• **EXCERPT PROVIDED**
↓↓↓
Defense: Roman Josi missed nine games with an upper-body injury but was able to score 50 points for the third straight season and log over 25 minutes of ice time for the fourth straight campaign. Ryan Ellis should line up across from Josi on the top pairing. He too had an excellent season, scoring 16 goals and 38 points with a plus-17 rating in almost 24 minutes of ice time. Subban settled in after a rough start and missing 16 games with an upper-body injury to rally late and finish with 40 points. Mattias Ekholm rounds out the "big four," who should eat up much of the ice time for Nashville. Some combination of Brad Hunt, Anthony Bitetto and Yannick Weber will make up the third pairing.
Goaltending: Pekka Rinne was brilliant last postseason but had an up-and-down season. He closed with a flourish to end up with 31 wins and decent ratios. A poor playoff performance could further pave the way for Juuse Saros to earn more starts next year in a 1A/1B scenario. Saros will be a restricted free agent next year while Rinne's seven-year deal expires after the 2018-19 campaign, but Saros has shown he is ready for more work.
Chicago was ninth in the league in goals, slightly ahead of Nashville in 11th and 11th in goals against, while the Predators were 15th. The Blackhawks were 19th in PP success but just 24th on the PK at 77.7 percent, down from 80.3 percent a year ago, while the Predators were 16th and 15th, finishing with an 80.9 percent success rate shorthanded.
Blackhawks in 6. Nashville's blue line and top talent up front will keep them in the series but Crawford has another big series and the forward depth make the difference for Chicago.
Minnesota vs. St. Louis
Minnesota limped down the stretch for a while but righted the ship just before the end of the regular season. It wasn't enough to regain the Central title from Chicago, but it enabled the team to go into the playoffs on a roll, as second place was mostly a fait accompli thanks to its hot start. One key question is can coach Bruce Boudreau win in the playoffs?
Offense: Minnesota benefitted from a rebound campaign by Eric Staal, who posted his best total since 2011-12. Staal dipped a bit after a strong start but heated up down the stretch and enters the playoff on a roll. Zach Parise had a disappointing, injury-marked campaign, but also enters the playoffs on a bit of a roll. His off-wing, Nino Niederreiter took a quantum leap forward with 57 points, increasing his career-high for the third straight season. Very quietly, Markus Granlund became a fantasy star and led the team in scoring with 69 points while Mikko Koivu just continues to chug along. The Wild improved their center depth, slightly overpaying to acquire Martin Hanzal for Arizona. Jason Zucker was red-hot the first two-thirds of the year, but has fallen off dramatically since then. The same can be said for Charlie Coyle, but he recently has started to find his game as he too raised his point production for the third straight season. Erik Haula might be the fourth line center, joined by Joel Eriksson Ek, Ryan Carter, Ryan White or Chris Stewart while Jason Pominville might dress on the third line but could end up a healthy scratch.
↑↑↑
• **DATASET CONTENT**
↓↓↓
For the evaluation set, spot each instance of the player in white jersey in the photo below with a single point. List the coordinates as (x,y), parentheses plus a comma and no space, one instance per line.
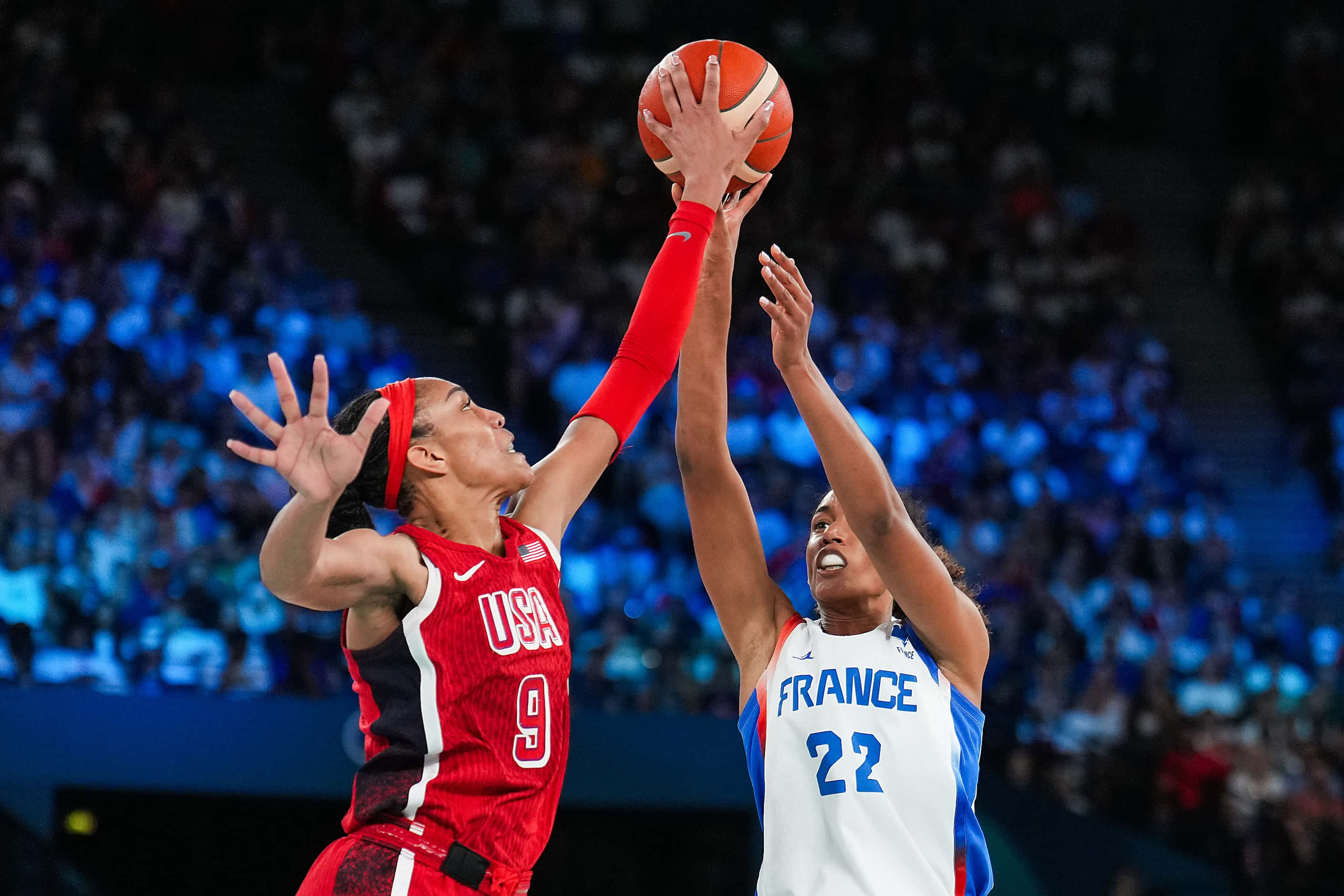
↑↑↑
• **AIM**
Answer these questions from the playoff preview above, giving each answer on its own line marked to match.
(a) How many games did Roman Josi miss, and what type of injury caused it?
(b) What was Chicago's penalty-kill success rate?
(c) How many points did Nino Niederreiter score?

• **PROBLEM SOLUTION**
(a) Nine games, with an upper-body injury.
(b) 77.7 percent.
(c) 57 points.